-- WORK REQUIRED --
Set out the rows below as a Markdown table with two columns, No. and Line. Number each line and leave out any blank lines.

-- STORED ROWS --
=======
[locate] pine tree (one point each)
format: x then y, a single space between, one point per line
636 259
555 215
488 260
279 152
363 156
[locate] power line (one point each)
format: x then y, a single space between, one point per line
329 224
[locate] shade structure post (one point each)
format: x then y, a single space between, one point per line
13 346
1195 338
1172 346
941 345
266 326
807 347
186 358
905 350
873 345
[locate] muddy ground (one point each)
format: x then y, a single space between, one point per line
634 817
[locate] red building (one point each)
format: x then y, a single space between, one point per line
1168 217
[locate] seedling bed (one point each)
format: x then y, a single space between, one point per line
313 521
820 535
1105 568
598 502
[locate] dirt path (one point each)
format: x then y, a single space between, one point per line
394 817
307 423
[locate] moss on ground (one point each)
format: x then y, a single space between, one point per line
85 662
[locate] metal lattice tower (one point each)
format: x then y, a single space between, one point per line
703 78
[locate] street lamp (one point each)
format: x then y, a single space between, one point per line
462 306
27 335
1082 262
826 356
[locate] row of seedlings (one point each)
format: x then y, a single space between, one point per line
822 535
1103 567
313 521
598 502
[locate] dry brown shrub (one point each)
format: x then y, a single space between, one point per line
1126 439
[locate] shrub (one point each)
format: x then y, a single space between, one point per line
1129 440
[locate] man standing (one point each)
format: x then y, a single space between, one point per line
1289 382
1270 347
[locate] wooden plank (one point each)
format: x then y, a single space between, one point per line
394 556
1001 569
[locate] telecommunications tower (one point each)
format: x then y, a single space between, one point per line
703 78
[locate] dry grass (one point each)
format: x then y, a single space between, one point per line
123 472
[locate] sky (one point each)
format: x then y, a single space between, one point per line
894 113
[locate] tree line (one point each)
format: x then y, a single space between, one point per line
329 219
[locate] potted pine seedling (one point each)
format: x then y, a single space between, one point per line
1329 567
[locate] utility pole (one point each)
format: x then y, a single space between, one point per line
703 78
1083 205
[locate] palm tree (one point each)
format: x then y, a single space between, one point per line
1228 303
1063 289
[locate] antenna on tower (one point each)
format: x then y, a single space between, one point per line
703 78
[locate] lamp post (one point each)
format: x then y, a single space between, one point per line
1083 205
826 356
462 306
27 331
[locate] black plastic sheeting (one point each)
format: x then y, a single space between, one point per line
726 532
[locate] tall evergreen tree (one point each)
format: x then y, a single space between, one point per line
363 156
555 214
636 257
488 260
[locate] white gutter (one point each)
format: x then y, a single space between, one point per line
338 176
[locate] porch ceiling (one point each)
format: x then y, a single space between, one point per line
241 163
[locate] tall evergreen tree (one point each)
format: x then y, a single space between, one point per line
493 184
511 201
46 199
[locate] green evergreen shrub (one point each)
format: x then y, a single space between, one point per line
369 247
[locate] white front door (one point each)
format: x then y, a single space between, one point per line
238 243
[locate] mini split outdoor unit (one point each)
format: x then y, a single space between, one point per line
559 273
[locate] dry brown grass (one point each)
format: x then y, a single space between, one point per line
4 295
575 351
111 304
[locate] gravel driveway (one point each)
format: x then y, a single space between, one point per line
=======
-- TASK RESPONSE --
| No. | Line |
|---|---|
| 1 | [locate] pine tree (one point each) |
| 2 | format: x then y, a single space between, one point per line |
| 3 | 636 259 |
| 4 | 555 215 |
| 5 | 488 260 |
| 6 | 279 152 |
| 7 | 363 156 |
| 8 | [locate] power line (one point each) |
| 9 | format: x then y, a single space between, one point per line |
| 10 | 329 224 |
| 11 | [locate] shade structure post (one point each) |
| 12 | format: x then y, a single space between, one point per line |
| 13 | 13 346 |
| 14 | 1195 338 |
| 15 | 1172 346 |
| 16 | 941 345 |
| 17 | 266 326 |
| 18 | 807 347 |
| 19 | 186 358 |
| 20 | 905 350 |
| 21 | 873 345 |
| 22 | [locate] muddy ground (one point each) |
| 23 | format: x then y, a single space between, one point per line |
| 24 | 634 817 |
| 25 | [locate] red building (one point each) |
| 26 | format: x then y, a single space between, one point per line |
| 27 | 1168 217 |
| 28 | [locate] seedling bed (one point each) |
| 29 | format: x then y, a single space between, one point per line |
| 30 | 313 521 |
| 31 | 820 535 |
| 32 | 1105 568 |
| 33 | 598 502 |
| 34 | [locate] dirt path (one point each) |
| 35 | format: x then y, a single space between, one point per line |
| 36 | 394 817 |
| 37 | 307 423 |
| 38 | [locate] moss on ground (one point each) |
| 39 | format: x then y, a single space between, one point per line |
| 40 | 85 662 |
| 41 | [locate] metal lattice tower (one point each) |
| 42 | format: x then y, a single space between, one point per line |
| 43 | 703 78 |
| 44 | [locate] street lamp (one point each) |
| 45 | format: x then y, a single space between, one point per line |
| 46 | 462 306 |
| 47 | 27 335 |
| 48 | 1082 262 |
| 49 | 826 356 |
| 50 | [locate] row of seedlings (one point each) |
| 51 | format: x then y, a single space between, one point per line |
| 52 | 822 535 |
| 53 | 1103 567 |
| 54 | 313 521 |
| 55 | 598 502 |
| 56 | [locate] dry brown shrub (one point each) |
| 57 | format: x then y, a single space between, one point per line |
| 58 | 1126 439 |
| 59 | [locate] shrub (one point each) |
| 60 | format: x then y, a single space between, one point per line |
| 61 | 1129 440 |
| 62 | [locate] man standing (one point each) |
| 63 | format: x then y, a single space between, one point per line |
| 64 | 1289 382 |
| 65 | 1270 347 |
| 66 | [locate] wooden plank (one point each) |
| 67 | format: x then y, a single space between, one point per line |
| 68 | 394 556 |
| 69 | 1001 569 |
| 70 | [locate] telecommunications tower (one point each) |
| 71 | format: x then y, a single space between, one point per line |
| 72 | 703 78 |
| 73 | [locate] dry grass (one point each) |
| 74 | format: x then y, a single space between, one point per line |
| 75 | 123 472 |
| 76 | [locate] sky (one point each) |
| 77 | format: x then y, a single space between, one point per line |
| 78 | 894 113 |
| 79 | [locate] tree line (one point each) |
| 80 | format: x then y, a single space between, one point per line |
| 81 | 329 219 |
| 82 | [locate] potted pine seedling (one point each) |
| 83 | format: x then y, a single space between, one point per line |
| 84 | 1329 567 |
| 85 | [locate] utility pole (one point each) |
| 86 | format: x then y, a single space between, one point per line |
| 87 | 703 78 |
| 88 | 1083 205 |
| 89 | [locate] palm tree (one point each) |
| 90 | format: x then y, a single space between, one point per line |
| 91 | 1228 303 |
| 92 | 1063 289 |
| 93 | [locate] antenna on tower (one point each) |
| 94 | format: x then y, a single space between, one point per line |
| 95 | 703 78 |
| 96 | [locate] lamp post (one point each) |
| 97 | format: x then y, a single space between, one point per line |
| 98 | 1083 205 |
| 99 | 826 356 |
| 100 | 462 306 |
| 101 | 27 331 |
| 102 | [locate] black plastic sheeting (one point each) |
| 103 | format: x then y, a single space between, one point per line |
| 104 | 726 532 |
| 105 | [locate] tall evergreen tree (one point each) |
| 106 | format: x then y, a single space between, one point per line |
| 107 | 363 156 |
| 108 | 555 214 |
| 109 | 636 257 |
| 110 | 488 260 |
| 111 | [locate] white gutter (one point each) |
| 112 | format: x then y, a single space between, one point per line |
| 113 | 338 176 |
| 114 | [locate] porch ceiling (one point each) |
| 115 | format: x then y, a single space between, one point per line |
| 116 | 241 163 |
| 117 | [locate] tall evergreen tree (one point each) |
| 118 | format: x then y, a single space between, one point per line |
| 119 | 493 184 |
| 120 | 511 201 |
| 121 | 46 199 |
| 122 | [locate] green evergreen shrub (one point each) |
| 123 | format: x then y, a single space between, one point per line |
| 124 | 369 247 |
| 125 | [locate] white front door (one point each) |
| 126 | format: x then y, a single space between, one point per line |
| 127 | 238 243 |
| 128 | [locate] mini split outdoor unit (one point each) |
| 129 | format: x then y, a single space between, one point per line |
| 130 | 559 273 |
| 131 | [locate] dry brown grass (one point each) |
| 132 | format: x then y, a single space between, one point per line |
| 133 | 4 295 |
| 134 | 575 351 |
| 135 | 111 304 |
| 136 | [locate] gravel driveway (one point each) |
| 137 | format: x then y, a single space between, one point per line |